▶ [EXTRACTED DATA]:
* BEGIN *
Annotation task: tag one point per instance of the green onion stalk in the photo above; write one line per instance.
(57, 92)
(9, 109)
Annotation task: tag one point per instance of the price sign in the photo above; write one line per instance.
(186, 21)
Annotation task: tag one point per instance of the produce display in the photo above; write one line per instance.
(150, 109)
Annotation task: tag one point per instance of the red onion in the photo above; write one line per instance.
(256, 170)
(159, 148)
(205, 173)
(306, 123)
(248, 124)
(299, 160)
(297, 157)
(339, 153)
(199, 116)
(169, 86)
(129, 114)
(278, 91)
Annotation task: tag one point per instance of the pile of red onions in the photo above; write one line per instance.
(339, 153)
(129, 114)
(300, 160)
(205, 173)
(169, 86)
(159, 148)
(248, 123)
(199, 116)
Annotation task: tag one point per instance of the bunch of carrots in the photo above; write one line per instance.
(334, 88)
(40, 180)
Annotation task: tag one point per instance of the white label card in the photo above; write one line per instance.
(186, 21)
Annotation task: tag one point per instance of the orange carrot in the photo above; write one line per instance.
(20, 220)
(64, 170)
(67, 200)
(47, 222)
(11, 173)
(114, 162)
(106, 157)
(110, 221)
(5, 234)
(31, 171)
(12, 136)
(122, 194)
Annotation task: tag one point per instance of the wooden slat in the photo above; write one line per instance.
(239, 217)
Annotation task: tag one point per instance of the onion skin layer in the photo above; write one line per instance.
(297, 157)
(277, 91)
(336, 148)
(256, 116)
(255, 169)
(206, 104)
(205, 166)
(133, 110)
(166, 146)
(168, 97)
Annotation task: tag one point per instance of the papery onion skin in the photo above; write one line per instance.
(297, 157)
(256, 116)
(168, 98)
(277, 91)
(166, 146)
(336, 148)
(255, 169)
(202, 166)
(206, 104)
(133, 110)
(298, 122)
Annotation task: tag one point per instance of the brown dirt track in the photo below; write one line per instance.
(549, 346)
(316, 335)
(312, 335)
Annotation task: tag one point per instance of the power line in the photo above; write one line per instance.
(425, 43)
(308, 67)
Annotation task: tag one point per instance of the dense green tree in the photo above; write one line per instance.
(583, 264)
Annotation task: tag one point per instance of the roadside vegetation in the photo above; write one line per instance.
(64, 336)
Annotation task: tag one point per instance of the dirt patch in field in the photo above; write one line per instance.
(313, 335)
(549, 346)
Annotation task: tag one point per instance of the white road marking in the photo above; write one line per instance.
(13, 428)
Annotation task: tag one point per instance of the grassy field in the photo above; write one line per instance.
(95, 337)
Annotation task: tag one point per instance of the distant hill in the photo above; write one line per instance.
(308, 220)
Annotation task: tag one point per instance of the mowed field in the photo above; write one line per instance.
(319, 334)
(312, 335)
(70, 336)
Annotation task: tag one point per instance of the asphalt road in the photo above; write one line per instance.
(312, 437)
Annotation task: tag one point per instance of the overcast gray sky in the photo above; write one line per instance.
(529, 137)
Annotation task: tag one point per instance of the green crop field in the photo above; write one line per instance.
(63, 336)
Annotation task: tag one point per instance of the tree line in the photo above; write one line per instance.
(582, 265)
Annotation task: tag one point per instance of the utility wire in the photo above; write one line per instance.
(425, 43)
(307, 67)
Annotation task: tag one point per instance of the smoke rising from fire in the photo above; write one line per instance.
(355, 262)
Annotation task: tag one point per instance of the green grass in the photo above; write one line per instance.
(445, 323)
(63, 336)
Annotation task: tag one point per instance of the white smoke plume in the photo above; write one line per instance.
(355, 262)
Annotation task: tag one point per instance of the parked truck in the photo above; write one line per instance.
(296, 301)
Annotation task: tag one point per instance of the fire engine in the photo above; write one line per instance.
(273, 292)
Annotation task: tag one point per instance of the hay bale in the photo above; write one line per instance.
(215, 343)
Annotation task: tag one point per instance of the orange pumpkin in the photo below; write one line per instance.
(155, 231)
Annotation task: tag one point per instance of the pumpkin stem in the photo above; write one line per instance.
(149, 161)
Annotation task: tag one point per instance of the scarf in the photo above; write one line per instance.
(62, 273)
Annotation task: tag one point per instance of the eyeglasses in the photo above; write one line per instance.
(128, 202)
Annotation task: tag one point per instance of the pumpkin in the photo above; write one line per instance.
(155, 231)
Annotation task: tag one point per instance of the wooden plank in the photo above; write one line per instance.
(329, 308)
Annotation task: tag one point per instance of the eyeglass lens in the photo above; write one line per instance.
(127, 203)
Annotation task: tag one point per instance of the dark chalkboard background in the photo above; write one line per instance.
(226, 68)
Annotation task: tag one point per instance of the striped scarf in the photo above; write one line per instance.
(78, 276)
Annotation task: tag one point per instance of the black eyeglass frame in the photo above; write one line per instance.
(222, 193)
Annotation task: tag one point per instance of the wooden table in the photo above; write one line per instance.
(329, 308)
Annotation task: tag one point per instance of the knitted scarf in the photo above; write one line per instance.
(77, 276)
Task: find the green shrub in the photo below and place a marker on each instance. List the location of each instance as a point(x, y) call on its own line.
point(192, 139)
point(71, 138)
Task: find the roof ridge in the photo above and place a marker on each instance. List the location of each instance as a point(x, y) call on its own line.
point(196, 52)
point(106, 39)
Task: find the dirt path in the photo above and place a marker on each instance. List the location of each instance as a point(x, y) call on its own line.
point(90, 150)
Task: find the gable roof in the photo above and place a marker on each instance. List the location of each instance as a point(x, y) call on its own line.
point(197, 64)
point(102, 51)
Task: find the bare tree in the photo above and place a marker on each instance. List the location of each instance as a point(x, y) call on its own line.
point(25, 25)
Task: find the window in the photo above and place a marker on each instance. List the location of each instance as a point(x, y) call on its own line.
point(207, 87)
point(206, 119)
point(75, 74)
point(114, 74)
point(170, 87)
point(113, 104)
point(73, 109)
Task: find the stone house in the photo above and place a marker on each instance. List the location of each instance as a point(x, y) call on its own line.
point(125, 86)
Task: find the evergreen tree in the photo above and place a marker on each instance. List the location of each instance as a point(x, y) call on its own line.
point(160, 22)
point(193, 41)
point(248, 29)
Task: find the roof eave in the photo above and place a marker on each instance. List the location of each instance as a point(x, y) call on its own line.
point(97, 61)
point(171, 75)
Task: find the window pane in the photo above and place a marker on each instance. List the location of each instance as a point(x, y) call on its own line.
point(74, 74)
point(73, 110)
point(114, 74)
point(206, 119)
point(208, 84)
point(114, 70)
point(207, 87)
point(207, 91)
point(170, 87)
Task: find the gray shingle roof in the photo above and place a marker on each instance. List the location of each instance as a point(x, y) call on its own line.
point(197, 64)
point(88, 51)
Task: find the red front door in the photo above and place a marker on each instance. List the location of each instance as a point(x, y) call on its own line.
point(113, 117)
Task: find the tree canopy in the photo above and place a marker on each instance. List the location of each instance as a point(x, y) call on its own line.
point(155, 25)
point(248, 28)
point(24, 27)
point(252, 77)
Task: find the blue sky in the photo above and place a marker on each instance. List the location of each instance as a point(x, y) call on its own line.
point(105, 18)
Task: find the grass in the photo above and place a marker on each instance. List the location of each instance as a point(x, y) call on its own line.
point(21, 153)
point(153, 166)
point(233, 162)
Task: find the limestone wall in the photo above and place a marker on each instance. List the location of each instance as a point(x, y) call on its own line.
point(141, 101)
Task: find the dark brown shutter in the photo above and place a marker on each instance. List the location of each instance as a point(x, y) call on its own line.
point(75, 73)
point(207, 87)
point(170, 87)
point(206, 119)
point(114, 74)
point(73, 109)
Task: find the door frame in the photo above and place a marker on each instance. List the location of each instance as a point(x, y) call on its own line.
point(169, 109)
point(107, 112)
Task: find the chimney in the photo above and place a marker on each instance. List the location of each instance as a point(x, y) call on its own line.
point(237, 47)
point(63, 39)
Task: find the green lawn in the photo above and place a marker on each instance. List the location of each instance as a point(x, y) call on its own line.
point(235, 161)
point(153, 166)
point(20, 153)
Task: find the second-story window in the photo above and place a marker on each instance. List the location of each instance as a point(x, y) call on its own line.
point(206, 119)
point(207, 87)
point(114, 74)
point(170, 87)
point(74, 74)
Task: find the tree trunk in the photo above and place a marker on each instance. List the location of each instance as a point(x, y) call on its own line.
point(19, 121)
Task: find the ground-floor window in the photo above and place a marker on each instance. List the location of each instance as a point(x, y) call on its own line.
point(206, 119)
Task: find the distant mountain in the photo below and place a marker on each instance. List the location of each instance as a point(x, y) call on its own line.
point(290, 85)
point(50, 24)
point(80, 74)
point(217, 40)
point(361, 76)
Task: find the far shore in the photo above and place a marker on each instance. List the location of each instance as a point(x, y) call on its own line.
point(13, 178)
* END *
▶ [OBJECTIVE]: Starting at the line that contains "Task: find the tree trunk", quote each remaining line of the entries above, unchanged.

▶ [TASK RESPONSE]:
Task: find the tree trunk in the photo above and place a marker on each instance. List the location of each instance as a point(x, y) call on its own line.
point(19, 121)
Task: find the ground-floor window in the photo above and place a marker on each instance. List the location of each instance as a point(x, y) call on its own line.
point(206, 119)
Task: find the distant mountain in the photo below and place a marker on each instance. List the location of each instance as a point(x, y) call on its own line.
point(290, 85)
point(50, 24)
point(80, 74)
point(217, 40)
point(361, 76)
Task: find the far shore in the photo above and place a marker on each instance. List the location of each instance as a point(x, y) call on its own line.
point(13, 178)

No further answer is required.